***** TEXT UNDER STUDY *****

HELENA — State government is facing a $300 million-plus revenue cliff in the coming year as a result of the COVID-19 pandemic, legislative analysts told lawmakers Wednesday. Regardless, it’s looking like Montana’s reserve accounts will be adequate to stave off a full-blown budget crisis through at least 2021.
“While fiscal year 2021 looks manageable, the next biennium may be more of a challenge for legislators,” said fiscal analyst Susie Lindsay.
The new projections, prepared by the nonpartisan Legislative Fiscal Division and presented to the Legislative Fiscal Committee, are part of the first public budget analysis published since the state’s deadline for 2019 income tax payments. Those payments are normally due April 15, but had an extended filing window this year as a result of the pandemic.
Earlier in the year, uncertainty over income tax collections and other revenues generated partisan bickering over whether Gov. Steve Bullock, a Democrat, should seek immediate budget reductions. In April, some Republicans called for furloughing state employees.
Bullock, facing term limits and campaigning for a U.S. Senate seat, has asked state agencies to be judicious with discretionary spending and said the state’s strong reserves would make further cuts irresponsible.
“We’re continuing to manage conservatively,” Budget Director Tom Livers said Wednesday.
The new analysis indicates the state has more than half a billion dollars in reserves. In addition to $452 million in the state’s general fund, which is $350 million above its required minimum balance, Montana has $118 million in its rainy day account and $55 million in its firefighting fund. That makes for a total of $523 million available to cushion pandemic-afflicted revenues in the coming years.

***** INFORMATION PROVIDED *****

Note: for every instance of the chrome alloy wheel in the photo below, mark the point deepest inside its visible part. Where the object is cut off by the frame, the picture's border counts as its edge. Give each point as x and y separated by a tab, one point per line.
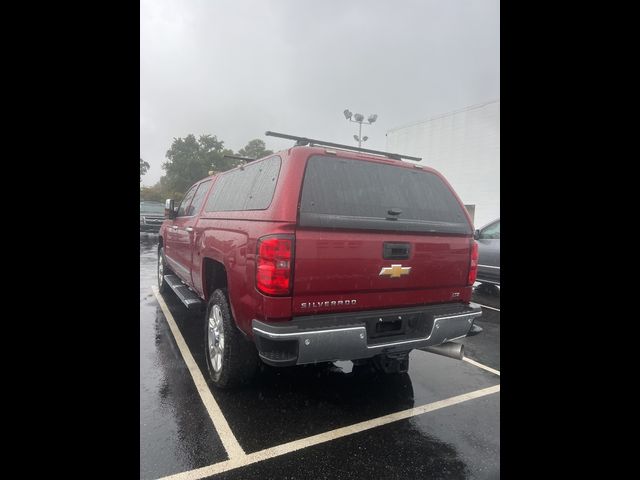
215	338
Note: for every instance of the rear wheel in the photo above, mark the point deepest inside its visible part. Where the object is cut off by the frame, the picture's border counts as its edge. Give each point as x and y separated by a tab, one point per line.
231	359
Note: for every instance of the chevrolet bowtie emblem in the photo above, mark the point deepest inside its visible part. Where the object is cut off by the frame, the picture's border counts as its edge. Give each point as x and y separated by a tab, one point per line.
395	271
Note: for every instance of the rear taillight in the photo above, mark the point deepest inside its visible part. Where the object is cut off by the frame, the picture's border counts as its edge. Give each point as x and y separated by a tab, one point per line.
273	265
473	267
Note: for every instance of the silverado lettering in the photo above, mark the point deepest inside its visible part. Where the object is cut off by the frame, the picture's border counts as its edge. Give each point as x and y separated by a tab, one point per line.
249	246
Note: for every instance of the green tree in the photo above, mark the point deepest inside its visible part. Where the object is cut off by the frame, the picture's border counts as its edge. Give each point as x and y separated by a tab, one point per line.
144	167
255	149
190	159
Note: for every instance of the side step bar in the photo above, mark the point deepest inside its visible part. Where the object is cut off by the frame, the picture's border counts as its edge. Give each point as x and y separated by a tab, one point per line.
189	298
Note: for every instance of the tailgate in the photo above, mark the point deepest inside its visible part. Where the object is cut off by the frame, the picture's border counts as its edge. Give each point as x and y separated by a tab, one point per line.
332	269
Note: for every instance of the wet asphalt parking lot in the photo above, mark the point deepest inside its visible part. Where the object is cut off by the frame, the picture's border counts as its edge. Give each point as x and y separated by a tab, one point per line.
439	420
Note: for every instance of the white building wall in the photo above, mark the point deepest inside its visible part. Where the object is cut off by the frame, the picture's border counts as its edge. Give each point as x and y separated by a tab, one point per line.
465	147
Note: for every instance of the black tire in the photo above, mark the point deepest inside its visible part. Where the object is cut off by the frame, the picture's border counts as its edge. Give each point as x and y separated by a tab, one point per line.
237	360
163	286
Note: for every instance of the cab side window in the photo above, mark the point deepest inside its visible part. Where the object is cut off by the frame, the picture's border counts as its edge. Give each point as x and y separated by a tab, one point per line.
186	202
198	198
491	232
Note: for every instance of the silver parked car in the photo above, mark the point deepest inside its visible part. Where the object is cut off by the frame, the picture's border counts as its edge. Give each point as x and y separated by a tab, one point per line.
488	238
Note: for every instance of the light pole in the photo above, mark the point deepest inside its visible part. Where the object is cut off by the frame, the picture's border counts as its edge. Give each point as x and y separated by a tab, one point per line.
359	119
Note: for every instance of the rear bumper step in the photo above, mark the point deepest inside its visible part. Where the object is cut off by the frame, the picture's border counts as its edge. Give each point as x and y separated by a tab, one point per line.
189	298
350	336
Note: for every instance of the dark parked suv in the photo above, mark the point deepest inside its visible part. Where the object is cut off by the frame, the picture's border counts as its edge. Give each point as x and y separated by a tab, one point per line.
151	216
319	253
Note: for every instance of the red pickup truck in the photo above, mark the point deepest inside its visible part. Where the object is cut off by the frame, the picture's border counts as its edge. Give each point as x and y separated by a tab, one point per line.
317	254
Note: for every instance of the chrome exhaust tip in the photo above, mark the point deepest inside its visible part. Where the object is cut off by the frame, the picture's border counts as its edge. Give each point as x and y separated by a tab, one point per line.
448	349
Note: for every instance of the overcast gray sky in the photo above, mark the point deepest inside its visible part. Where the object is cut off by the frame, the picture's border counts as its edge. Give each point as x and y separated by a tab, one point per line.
236	68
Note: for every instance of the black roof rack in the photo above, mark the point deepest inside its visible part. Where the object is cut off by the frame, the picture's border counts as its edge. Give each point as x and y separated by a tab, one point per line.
236	157
301	141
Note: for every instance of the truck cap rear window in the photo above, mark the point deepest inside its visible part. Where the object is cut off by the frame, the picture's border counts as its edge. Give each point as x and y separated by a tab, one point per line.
345	193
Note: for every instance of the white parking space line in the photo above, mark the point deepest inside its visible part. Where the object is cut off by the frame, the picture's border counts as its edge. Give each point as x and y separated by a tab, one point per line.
289	447
487	306
478	364
227	437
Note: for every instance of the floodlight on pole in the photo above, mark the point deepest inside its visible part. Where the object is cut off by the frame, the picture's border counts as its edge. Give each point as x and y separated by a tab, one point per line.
359	119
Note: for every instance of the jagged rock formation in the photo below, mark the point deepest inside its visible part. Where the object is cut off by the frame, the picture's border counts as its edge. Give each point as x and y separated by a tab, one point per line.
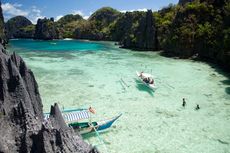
136	30
3	38
22	127
19	27
46	30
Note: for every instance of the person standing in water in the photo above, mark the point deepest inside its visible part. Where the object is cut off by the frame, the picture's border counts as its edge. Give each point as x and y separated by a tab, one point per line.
197	107
184	102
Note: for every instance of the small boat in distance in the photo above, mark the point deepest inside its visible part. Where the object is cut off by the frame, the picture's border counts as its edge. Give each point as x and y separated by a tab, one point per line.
89	127
74	116
147	79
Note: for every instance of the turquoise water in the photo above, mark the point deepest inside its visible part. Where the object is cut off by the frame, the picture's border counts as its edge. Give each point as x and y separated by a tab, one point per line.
79	74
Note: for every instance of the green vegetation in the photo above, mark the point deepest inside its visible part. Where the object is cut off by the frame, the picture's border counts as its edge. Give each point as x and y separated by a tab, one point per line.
97	27
67	25
198	27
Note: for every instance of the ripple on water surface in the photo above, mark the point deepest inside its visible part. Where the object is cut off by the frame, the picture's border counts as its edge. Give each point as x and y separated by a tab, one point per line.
78	74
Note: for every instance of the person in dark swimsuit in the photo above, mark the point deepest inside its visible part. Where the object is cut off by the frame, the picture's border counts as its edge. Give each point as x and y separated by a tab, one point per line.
184	102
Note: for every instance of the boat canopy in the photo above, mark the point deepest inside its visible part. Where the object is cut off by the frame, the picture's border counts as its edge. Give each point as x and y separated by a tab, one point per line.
73	116
146	75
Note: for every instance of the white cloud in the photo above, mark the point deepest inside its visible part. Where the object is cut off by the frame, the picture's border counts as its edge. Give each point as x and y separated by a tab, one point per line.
58	17
13	9
143	9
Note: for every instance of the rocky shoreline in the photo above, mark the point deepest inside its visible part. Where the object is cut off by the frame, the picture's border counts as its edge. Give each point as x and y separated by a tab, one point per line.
190	28
23	128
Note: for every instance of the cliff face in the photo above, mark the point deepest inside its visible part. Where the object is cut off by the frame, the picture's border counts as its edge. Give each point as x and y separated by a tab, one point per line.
140	32
98	25
198	28
16	27
46	30
22	127
2	28
67	25
182	2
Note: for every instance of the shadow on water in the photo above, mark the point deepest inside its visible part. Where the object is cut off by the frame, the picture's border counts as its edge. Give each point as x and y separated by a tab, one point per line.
94	134
141	87
224	73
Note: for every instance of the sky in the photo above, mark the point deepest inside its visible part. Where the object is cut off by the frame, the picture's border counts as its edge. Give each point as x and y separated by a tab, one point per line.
34	9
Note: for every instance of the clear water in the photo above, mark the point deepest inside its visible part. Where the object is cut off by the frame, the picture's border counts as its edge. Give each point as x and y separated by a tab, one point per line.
79	74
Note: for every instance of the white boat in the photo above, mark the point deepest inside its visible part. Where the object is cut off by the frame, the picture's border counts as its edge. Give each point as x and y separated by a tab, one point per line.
142	76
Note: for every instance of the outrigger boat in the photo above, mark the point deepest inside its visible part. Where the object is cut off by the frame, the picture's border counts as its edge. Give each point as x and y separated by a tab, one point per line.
72	118
147	79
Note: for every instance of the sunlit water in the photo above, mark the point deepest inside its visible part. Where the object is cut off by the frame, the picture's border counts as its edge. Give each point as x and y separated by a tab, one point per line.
79	74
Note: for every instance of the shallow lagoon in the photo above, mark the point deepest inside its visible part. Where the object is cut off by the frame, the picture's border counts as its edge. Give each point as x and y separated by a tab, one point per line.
77	74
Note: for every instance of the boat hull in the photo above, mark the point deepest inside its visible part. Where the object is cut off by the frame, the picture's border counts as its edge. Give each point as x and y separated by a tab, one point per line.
151	86
86	127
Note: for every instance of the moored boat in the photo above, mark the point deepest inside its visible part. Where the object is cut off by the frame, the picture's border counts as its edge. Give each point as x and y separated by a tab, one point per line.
74	116
147	79
88	127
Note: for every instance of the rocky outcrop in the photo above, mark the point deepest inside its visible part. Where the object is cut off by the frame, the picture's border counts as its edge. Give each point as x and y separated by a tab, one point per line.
3	38
19	27
67	25
46	29
22	127
69	18
136	30
98	25
182	2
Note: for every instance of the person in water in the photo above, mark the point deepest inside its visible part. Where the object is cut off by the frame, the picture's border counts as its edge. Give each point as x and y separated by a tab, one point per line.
184	102
141	74
151	81
197	107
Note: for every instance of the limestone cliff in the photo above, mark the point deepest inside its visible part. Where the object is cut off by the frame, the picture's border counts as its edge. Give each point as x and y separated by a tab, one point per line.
22	127
136	30
2	28
18	27
46	29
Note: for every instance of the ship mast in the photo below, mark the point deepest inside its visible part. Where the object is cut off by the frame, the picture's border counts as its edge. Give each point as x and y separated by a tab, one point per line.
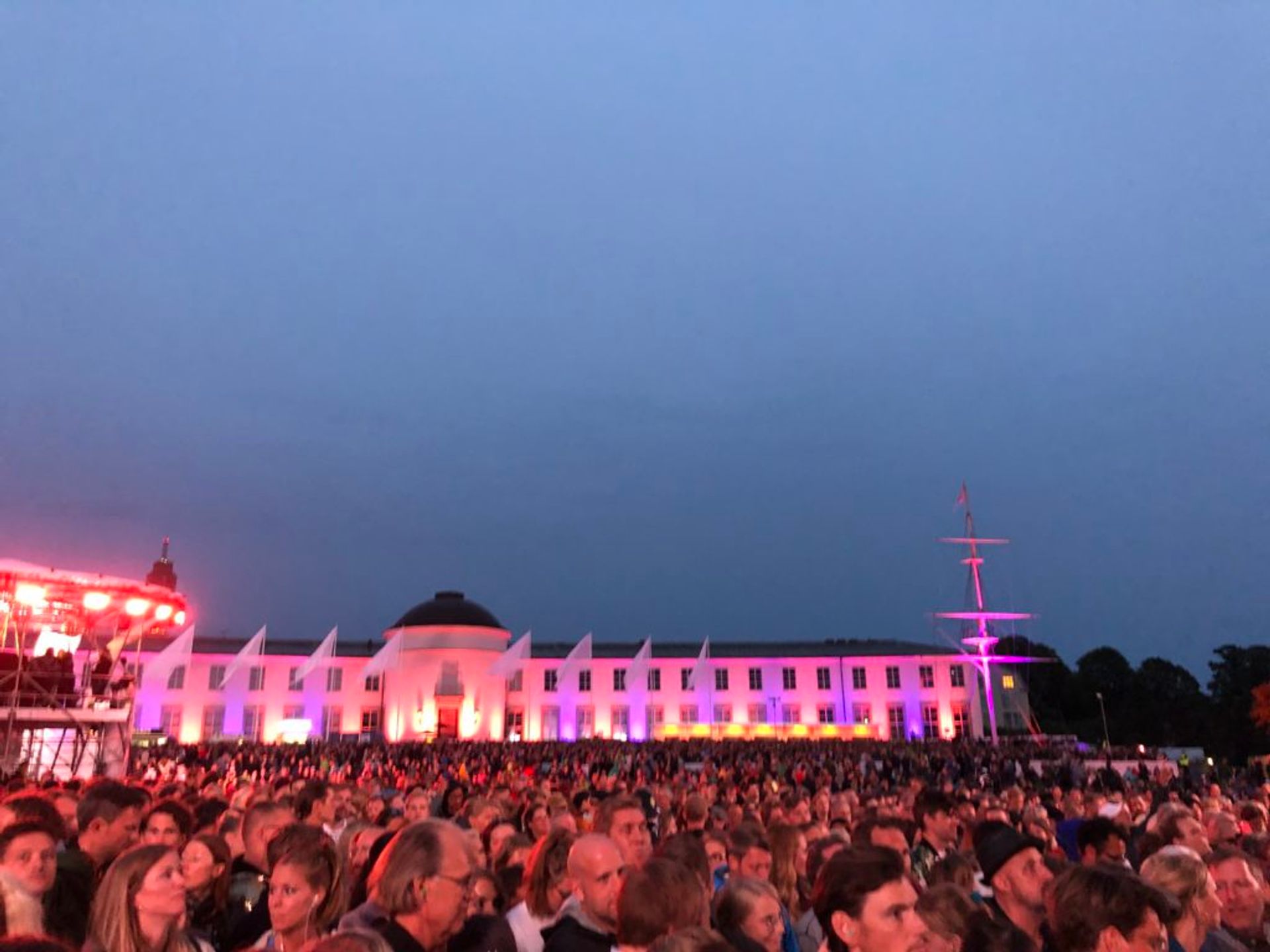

*****

» BRIEF 1: Summarize the article on Montana's budget outlook in two sentences.
» BRIEF 2: Carry on the article about Montana's budget outlook from the point at which it ends.

» FINAL ANSWER 1: Legislative analysts told Montana lawmakers that the COVID-19 pandemic has left state government facing a revenue shortfall of more than $300 million in the coming year, though reserve accounts appear adequate to prevent a full budget crisis through at least 2021, with the next biennium likely to be harder. The nonpartisan Legislative Fiscal Division's projections show the state holding more than half a billion dollars in reserves, which Gov. Steve Bullock has said would make further cuts irresponsible after earlier partisan disputes over budget reductions and calls from some Republicans to furlough state employees.

» FINAL ANSWER 2:
However, it’s an open question how quickly state revenues will rebound from the pandemic as individual Montanans and businesses earn less and pay less in income taxes, the state’s most important source of funding. Legislative analysts cautioned that it’s impossible to know exactly how the pandemic will play out in the coming months and years, but said they expect Montana’s 2021 general fund revenues to come in $375 million below the projection lawmakers used to craft the current state budget.
Even though the analysts expect general fund revenues to rebound in 2022 and 2023, they said the state is also likely to spend more than it collects through that biennium. Assuming a modest 2% annual increase in state spending, they project a $610 million budget hole over the next three years.
If patching up the budget is necessary, the job will likely fall to the 2021 Montana Legislature and the state’s next governor, to be elected by voters in November
Rep. Kim Dudik, D-Missoula, said at Wednesday’s hearing that she’d like lawmakers to consider revenue-side strategies like assessing higher property taxes on second-home owners or raising income taxes on Montanans who make more than $400,000 a year. That pitch failed to attract any audible enthusiasm from Dudik’s Republican colleagues.
“There are a number of us in the Legislature who don’t believe this is the time to raise taxes on anyone, during these uncertain times,” said Speaker of the House Greg Hertz, R-Polson.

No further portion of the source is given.